[Opening Provided entries section]
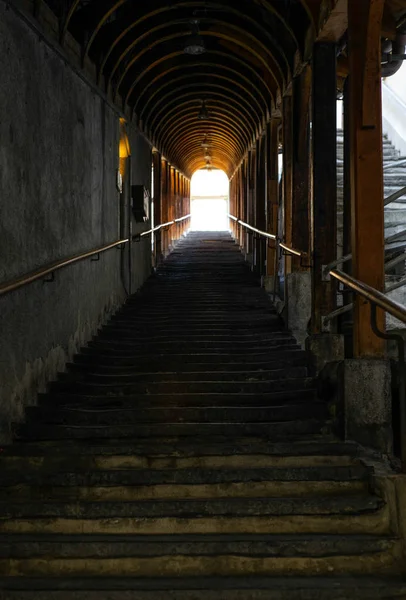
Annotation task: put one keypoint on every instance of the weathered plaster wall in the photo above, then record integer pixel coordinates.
(58, 161)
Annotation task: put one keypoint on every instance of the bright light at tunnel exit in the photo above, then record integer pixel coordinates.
(210, 200)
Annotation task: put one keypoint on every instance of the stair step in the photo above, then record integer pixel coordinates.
(197, 556)
(200, 362)
(274, 430)
(320, 447)
(178, 476)
(101, 375)
(204, 588)
(346, 514)
(199, 386)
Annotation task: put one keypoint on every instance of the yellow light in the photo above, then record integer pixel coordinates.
(124, 148)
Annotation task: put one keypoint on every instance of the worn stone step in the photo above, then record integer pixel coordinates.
(101, 375)
(176, 476)
(131, 401)
(199, 386)
(211, 559)
(321, 449)
(119, 493)
(250, 351)
(205, 588)
(190, 336)
(274, 430)
(345, 515)
(125, 416)
(150, 348)
(186, 362)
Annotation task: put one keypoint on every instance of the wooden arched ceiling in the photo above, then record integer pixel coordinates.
(138, 48)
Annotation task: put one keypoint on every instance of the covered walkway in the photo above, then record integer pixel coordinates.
(185, 454)
(186, 414)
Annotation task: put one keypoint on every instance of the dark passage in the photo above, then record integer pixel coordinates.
(185, 455)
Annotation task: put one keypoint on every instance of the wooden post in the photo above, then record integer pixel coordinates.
(272, 190)
(301, 165)
(260, 201)
(156, 157)
(324, 207)
(287, 128)
(366, 165)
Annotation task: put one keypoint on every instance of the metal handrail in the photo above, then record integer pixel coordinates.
(270, 236)
(144, 233)
(371, 294)
(292, 251)
(395, 196)
(183, 218)
(378, 299)
(15, 284)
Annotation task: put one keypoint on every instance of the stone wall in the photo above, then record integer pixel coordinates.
(59, 143)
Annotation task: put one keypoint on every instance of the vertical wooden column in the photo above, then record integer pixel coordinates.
(366, 164)
(164, 202)
(324, 207)
(245, 216)
(287, 128)
(156, 158)
(301, 165)
(260, 209)
(272, 189)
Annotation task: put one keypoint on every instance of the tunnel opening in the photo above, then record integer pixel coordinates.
(210, 191)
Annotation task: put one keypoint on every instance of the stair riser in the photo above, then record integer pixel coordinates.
(179, 387)
(377, 524)
(272, 489)
(100, 376)
(279, 431)
(195, 566)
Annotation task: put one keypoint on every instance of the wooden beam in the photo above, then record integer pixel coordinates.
(366, 165)
(333, 21)
(272, 189)
(324, 205)
(287, 127)
(302, 86)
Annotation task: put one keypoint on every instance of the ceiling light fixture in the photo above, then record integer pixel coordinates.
(204, 113)
(194, 44)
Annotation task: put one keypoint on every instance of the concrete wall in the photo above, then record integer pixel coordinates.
(58, 163)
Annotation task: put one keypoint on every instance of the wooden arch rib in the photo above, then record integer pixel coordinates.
(182, 151)
(135, 59)
(223, 60)
(191, 82)
(217, 141)
(231, 128)
(169, 8)
(227, 84)
(195, 159)
(158, 102)
(269, 62)
(241, 109)
(184, 107)
(195, 133)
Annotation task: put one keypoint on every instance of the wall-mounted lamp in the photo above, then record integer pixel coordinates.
(194, 44)
(204, 113)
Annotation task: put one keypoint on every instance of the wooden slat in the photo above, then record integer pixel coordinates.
(366, 164)
(324, 209)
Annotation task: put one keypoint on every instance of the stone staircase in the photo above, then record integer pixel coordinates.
(185, 455)
(394, 179)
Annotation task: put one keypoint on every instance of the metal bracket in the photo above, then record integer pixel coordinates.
(325, 275)
(50, 279)
(402, 377)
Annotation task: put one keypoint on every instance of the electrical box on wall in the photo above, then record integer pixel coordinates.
(140, 202)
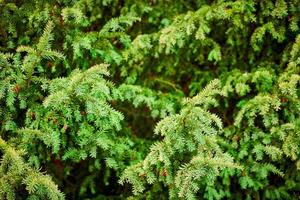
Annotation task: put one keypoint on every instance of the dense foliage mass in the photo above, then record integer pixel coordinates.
(150, 99)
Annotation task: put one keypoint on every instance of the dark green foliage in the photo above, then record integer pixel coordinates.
(150, 99)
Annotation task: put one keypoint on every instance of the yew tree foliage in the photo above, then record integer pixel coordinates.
(150, 99)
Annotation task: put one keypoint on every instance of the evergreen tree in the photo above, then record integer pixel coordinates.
(85, 84)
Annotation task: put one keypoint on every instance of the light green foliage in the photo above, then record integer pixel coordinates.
(173, 99)
(189, 155)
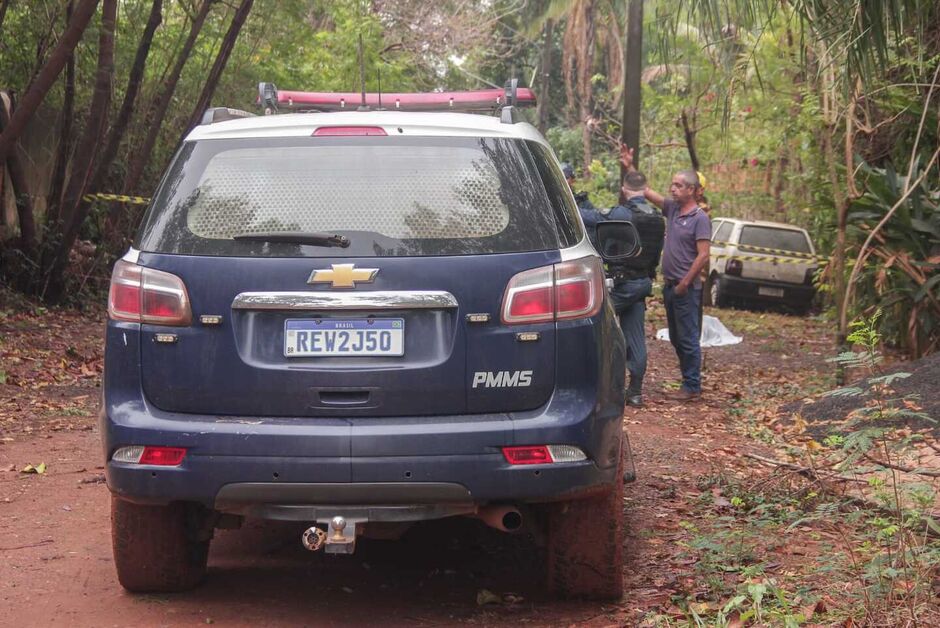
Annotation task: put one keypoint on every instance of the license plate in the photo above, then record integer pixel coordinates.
(769, 292)
(320, 337)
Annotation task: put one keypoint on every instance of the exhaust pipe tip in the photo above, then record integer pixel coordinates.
(512, 520)
(503, 518)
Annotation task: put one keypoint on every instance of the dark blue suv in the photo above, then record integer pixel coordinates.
(363, 320)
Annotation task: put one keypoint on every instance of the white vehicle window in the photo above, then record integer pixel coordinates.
(723, 232)
(774, 238)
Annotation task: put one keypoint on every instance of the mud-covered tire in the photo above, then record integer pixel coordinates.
(156, 548)
(584, 556)
(716, 292)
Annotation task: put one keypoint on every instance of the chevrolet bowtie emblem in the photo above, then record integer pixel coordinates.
(343, 275)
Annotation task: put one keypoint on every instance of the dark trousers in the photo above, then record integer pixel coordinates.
(685, 332)
(629, 300)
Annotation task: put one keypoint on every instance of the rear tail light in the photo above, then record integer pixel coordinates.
(157, 456)
(145, 295)
(543, 454)
(564, 291)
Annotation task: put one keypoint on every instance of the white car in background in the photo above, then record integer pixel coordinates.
(759, 261)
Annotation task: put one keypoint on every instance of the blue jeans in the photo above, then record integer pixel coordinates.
(629, 301)
(685, 333)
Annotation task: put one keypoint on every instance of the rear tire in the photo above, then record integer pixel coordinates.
(585, 546)
(716, 292)
(156, 548)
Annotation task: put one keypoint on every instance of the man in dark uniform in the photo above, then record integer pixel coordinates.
(580, 198)
(633, 278)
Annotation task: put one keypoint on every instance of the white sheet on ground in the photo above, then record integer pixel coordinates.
(714, 333)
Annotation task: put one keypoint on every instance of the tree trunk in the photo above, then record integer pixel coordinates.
(74, 210)
(688, 130)
(54, 197)
(47, 75)
(545, 74)
(157, 112)
(4, 4)
(24, 207)
(632, 88)
(585, 89)
(780, 181)
(221, 59)
(134, 81)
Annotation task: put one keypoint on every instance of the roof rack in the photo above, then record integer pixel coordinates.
(221, 114)
(504, 101)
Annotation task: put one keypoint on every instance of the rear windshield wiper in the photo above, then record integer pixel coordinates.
(295, 237)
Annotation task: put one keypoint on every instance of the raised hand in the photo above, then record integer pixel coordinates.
(626, 157)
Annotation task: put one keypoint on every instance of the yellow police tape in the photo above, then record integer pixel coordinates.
(121, 198)
(763, 249)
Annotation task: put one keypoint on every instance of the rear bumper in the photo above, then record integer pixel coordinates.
(257, 465)
(794, 294)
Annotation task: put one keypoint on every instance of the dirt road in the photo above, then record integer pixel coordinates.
(55, 554)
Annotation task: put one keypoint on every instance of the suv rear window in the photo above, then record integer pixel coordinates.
(390, 196)
(772, 238)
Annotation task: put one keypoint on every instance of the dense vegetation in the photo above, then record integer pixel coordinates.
(818, 112)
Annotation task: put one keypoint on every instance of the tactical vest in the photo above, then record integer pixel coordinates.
(651, 226)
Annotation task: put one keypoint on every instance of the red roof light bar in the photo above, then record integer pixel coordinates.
(486, 100)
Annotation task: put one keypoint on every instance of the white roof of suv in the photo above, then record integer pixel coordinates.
(393, 122)
(761, 223)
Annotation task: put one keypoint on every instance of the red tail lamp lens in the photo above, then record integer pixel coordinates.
(163, 456)
(533, 454)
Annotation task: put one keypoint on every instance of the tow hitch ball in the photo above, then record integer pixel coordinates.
(339, 537)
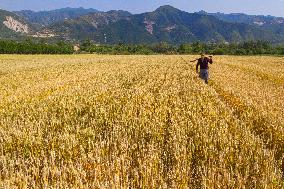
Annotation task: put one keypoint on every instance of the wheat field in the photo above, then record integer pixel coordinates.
(100, 121)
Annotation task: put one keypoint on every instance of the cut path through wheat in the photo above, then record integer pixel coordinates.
(101, 121)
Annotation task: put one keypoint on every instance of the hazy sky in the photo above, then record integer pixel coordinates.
(263, 7)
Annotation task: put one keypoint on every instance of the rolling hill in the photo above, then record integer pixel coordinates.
(44, 18)
(165, 24)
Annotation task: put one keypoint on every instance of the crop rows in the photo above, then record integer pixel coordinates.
(89, 121)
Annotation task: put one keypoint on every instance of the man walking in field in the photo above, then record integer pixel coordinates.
(203, 62)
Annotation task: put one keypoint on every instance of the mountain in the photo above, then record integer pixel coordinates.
(12, 26)
(270, 23)
(44, 18)
(258, 20)
(166, 24)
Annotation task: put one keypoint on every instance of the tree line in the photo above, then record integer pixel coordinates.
(245, 48)
(32, 47)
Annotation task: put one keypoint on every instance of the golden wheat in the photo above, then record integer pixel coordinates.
(90, 121)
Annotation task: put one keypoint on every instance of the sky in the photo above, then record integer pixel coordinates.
(255, 7)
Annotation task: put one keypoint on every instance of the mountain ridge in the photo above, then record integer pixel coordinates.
(165, 24)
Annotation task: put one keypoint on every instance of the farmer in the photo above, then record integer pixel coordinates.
(203, 63)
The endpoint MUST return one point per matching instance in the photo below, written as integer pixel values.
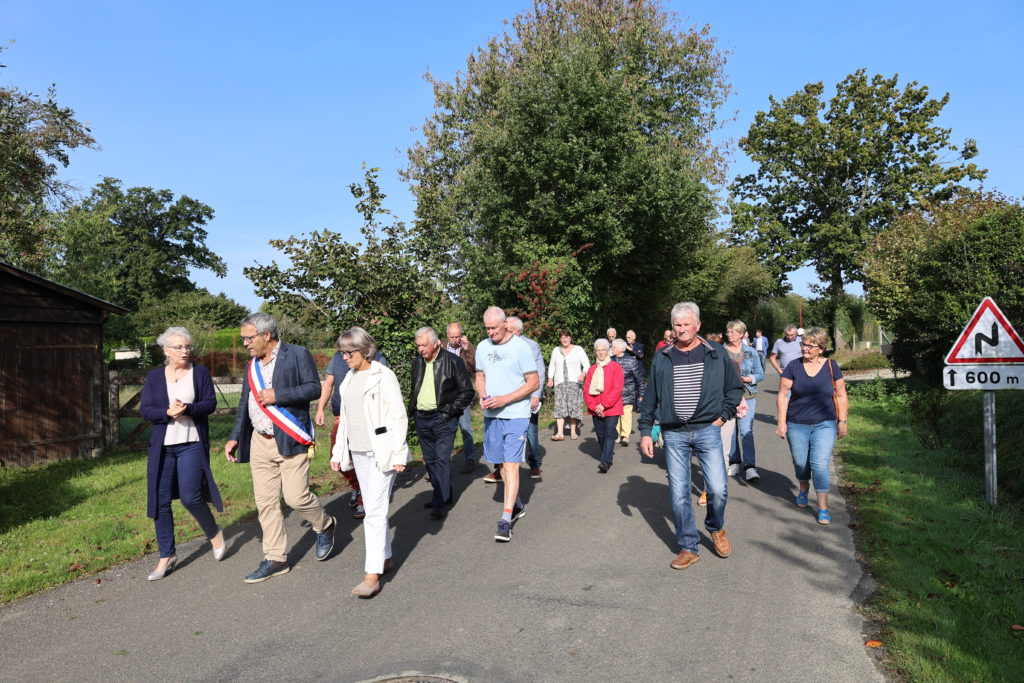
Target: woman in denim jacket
(751, 372)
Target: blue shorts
(505, 439)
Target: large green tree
(36, 138)
(134, 248)
(928, 271)
(334, 284)
(832, 174)
(578, 143)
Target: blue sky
(266, 111)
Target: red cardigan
(611, 397)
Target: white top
(384, 414)
(576, 363)
(181, 430)
(351, 407)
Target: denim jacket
(752, 367)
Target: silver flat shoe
(218, 553)
(157, 575)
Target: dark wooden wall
(52, 394)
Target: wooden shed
(52, 377)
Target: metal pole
(989, 420)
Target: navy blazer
(296, 383)
(154, 408)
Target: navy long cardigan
(154, 408)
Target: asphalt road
(583, 592)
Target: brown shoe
(684, 559)
(722, 545)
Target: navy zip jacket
(721, 391)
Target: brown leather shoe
(685, 559)
(722, 545)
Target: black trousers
(436, 434)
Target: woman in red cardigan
(602, 391)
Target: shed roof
(60, 289)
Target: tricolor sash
(279, 416)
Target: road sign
(988, 338)
(988, 378)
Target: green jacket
(721, 391)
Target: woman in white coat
(371, 438)
(565, 373)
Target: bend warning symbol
(987, 338)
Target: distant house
(52, 378)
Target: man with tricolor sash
(272, 432)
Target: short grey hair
(357, 339)
(262, 322)
(427, 330)
(164, 339)
(683, 307)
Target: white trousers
(375, 487)
(728, 439)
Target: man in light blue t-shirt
(506, 376)
(785, 349)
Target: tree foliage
(36, 137)
(579, 142)
(832, 175)
(927, 273)
(134, 248)
(377, 284)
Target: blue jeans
(534, 456)
(745, 429)
(436, 435)
(466, 427)
(181, 468)
(680, 446)
(607, 435)
(811, 449)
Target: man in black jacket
(441, 390)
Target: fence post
(112, 426)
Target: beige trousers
(273, 475)
(625, 426)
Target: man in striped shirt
(692, 390)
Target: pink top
(611, 397)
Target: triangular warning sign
(987, 338)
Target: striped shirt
(687, 372)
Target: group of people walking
(698, 398)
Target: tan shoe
(365, 590)
(722, 545)
(685, 559)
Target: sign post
(987, 355)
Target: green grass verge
(949, 567)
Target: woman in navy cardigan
(177, 399)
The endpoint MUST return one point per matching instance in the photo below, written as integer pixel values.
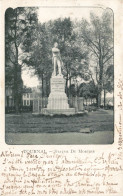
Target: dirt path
(104, 137)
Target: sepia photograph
(59, 75)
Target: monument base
(69, 111)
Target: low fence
(38, 104)
(74, 102)
(22, 109)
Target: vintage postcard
(61, 98)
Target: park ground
(91, 128)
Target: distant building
(9, 99)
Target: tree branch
(94, 51)
(107, 59)
(91, 42)
(107, 52)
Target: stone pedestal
(58, 101)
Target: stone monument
(58, 100)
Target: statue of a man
(56, 59)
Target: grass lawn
(101, 120)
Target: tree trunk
(100, 79)
(69, 87)
(104, 98)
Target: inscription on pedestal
(57, 85)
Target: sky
(52, 13)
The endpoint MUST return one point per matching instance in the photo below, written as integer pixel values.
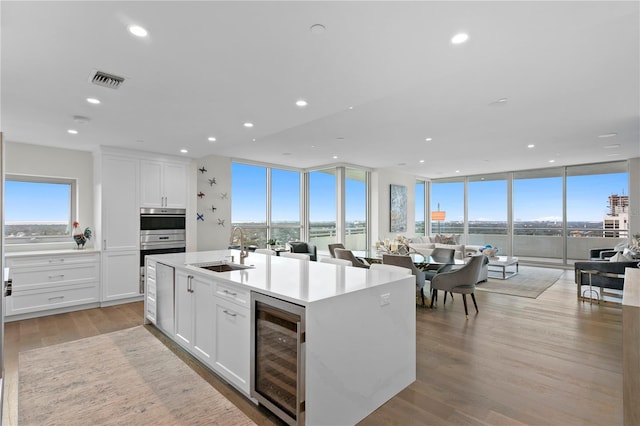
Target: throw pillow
(618, 257)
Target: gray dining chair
(461, 281)
(348, 255)
(333, 247)
(406, 261)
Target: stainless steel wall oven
(162, 230)
(278, 357)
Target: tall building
(616, 223)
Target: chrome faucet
(243, 253)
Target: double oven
(162, 230)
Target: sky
(534, 199)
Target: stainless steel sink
(221, 266)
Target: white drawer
(31, 301)
(31, 278)
(28, 261)
(233, 294)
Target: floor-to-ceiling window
(249, 202)
(355, 209)
(447, 207)
(420, 207)
(322, 207)
(265, 202)
(285, 221)
(487, 211)
(537, 214)
(597, 207)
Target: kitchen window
(38, 209)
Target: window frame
(73, 208)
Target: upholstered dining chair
(343, 262)
(265, 251)
(334, 246)
(461, 281)
(348, 255)
(407, 262)
(301, 256)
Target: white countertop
(298, 281)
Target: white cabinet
(43, 284)
(117, 186)
(194, 317)
(232, 344)
(163, 184)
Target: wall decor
(398, 208)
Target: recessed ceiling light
(459, 38)
(138, 31)
(317, 29)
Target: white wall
(380, 203)
(210, 234)
(36, 160)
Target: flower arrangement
(81, 236)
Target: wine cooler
(277, 357)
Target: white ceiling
(570, 72)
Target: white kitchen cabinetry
(46, 284)
(163, 184)
(194, 316)
(232, 340)
(117, 186)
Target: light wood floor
(545, 361)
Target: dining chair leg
(464, 300)
(473, 297)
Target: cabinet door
(120, 210)
(232, 343)
(175, 185)
(151, 193)
(121, 275)
(204, 317)
(184, 309)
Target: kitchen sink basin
(221, 267)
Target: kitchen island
(357, 344)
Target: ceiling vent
(106, 80)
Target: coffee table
(501, 263)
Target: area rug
(530, 282)
(123, 378)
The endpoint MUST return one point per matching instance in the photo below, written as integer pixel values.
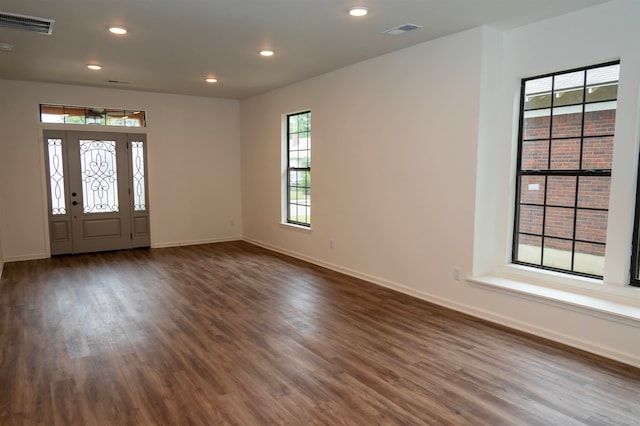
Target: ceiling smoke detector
(402, 29)
(26, 23)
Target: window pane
(557, 253)
(567, 122)
(96, 116)
(537, 124)
(137, 159)
(91, 115)
(531, 219)
(593, 192)
(561, 190)
(602, 83)
(530, 249)
(589, 258)
(56, 177)
(597, 153)
(565, 154)
(538, 93)
(532, 190)
(568, 88)
(535, 155)
(51, 114)
(559, 222)
(599, 122)
(591, 225)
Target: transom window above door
(69, 114)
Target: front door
(97, 191)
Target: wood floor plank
(232, 334)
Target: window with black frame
(299, 168)
(635, 253)
(567, 122)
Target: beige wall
(193, 154)
(412, 172)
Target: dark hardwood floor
(233, 334)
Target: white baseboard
(24, 257)
(626, 358)
(195, 242)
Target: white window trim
(611, 298)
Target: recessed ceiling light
(116, 29)
(358, 11)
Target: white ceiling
(173, 45)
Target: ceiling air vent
(402, 29)
(27, 23)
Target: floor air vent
(26, 23)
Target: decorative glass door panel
(99, 174)
(97, 191)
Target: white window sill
(294, 227)
(614, 303)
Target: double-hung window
(565, 151)
(299, 169)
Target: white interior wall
(193, 155)
(396, 143)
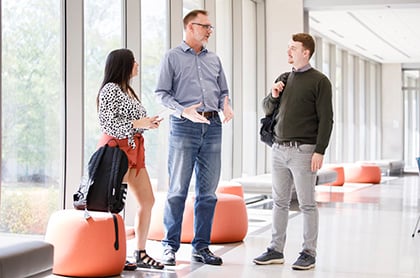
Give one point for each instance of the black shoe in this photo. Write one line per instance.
(168, 257)
(145, 261)
(206, 256)
(270, 257)
(304, 262)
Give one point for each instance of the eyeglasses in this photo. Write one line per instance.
(206, 26)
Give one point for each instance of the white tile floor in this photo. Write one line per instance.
(364, 232)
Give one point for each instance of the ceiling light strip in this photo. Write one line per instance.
(379, 37)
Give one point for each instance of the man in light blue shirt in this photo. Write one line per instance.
(193, 84)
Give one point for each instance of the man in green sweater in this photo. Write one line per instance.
(302, 133)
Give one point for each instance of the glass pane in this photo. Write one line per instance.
(31, 115)
(103, 33)
(154, 44)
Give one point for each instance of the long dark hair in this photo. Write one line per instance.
(118, 68)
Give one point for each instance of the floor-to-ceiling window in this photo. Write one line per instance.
(411, 91)
(102, 34)
(154, 44)
(31, 115)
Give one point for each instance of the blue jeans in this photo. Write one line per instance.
(292, 165)
(192, 146)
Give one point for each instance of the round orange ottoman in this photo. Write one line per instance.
(340, 176)
(86, 247)
(230, 222)
(362, 173)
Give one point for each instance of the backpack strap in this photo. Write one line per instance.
(116, 243)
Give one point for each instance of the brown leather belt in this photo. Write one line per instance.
(289, 143)
(209, 114)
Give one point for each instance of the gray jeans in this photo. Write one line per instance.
(292, 165)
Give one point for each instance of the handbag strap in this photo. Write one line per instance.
(116, 243)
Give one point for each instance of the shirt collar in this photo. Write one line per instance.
(303, 69)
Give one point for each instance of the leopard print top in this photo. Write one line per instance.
(116, 112)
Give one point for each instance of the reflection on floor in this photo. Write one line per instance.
(365, 231)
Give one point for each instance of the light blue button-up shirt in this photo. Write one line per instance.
(187, 78)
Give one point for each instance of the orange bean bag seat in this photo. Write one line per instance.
(230, 222)
(340, 176)
(86, 247)
(362, 173)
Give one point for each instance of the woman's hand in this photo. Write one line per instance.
(147, 122)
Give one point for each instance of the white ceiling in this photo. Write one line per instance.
(385, 32)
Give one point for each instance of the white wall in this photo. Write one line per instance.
(392, 112)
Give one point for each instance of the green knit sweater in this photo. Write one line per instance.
(305, 113)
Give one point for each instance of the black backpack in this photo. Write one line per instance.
(102, 188)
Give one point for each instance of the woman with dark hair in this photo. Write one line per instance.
(123, 119)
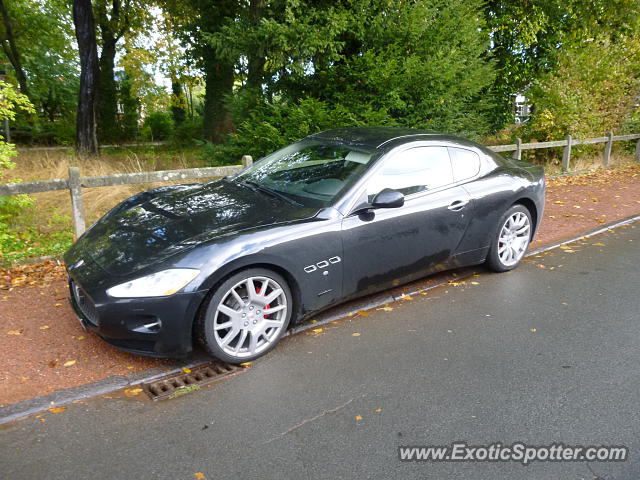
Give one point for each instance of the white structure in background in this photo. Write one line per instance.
(521, 107)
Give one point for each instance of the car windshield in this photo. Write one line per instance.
(310, 171)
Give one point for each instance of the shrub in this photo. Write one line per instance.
(157, 126)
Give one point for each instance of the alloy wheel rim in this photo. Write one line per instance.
(250, 316)
(514, 238)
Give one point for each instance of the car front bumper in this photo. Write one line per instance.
(158, 326)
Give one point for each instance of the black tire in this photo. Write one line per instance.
(494, 260)
(209, 315)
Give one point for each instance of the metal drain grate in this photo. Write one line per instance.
(176, 383)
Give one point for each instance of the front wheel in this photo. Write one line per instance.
(246, 316)
(511, 240)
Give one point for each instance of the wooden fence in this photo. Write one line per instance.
(75, 183)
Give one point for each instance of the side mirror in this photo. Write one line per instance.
(388, 198)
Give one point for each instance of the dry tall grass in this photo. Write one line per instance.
(52, 210)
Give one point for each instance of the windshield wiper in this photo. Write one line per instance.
(269, 191)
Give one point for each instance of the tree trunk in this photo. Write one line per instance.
(219, 75)
(86, 122)
(108, 128)
(255, 59)
(10, 49)
(177, 102)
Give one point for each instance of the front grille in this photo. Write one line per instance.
(84, 303)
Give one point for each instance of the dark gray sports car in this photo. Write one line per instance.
[Closing Provided entries section]
Aim of the task
Quote only the lines from the line containing "Give one point for each instance of the black tire" through the end of the entries, keeping the first and the last.

Exercise solution
Give one point for each instance of the black tire in this photo. Write one line per instance.
(494, 260)
(209, 315)
Give one point for each instance of the metal drain grate in this photo. Write one line per instance.
(176, 383)
Give one point for each instance of the front wheel in this photo. Write one line per instance.
(246, 316)
(511, 240)
Give one point for each instance of the wooden fence in this photo. Write one line per instance.
(75, 183)
Give one point for each instance of the side mirror in this photo. Write one line per instance.
(388, 198)
Give one point for each instance of the dry tall grass in this photo. Write one line per instance.
(52, 210)
Give one point for each instance of the windshield wiper in this photo. Write one line per instance.
(269, 191)
Give one point for each instance of the tree trunk in this photo. Write one line per instance.
(219, 75)
(86, 122)
(108, 128)
(255, 59)
(10, 49)
(177, 102)
Give one point for each instance of the front grille in this photo. Write one line per instance.
(84, 303)
Give one point for each instance of the dark gray sports car in this photo. Write one line per instance.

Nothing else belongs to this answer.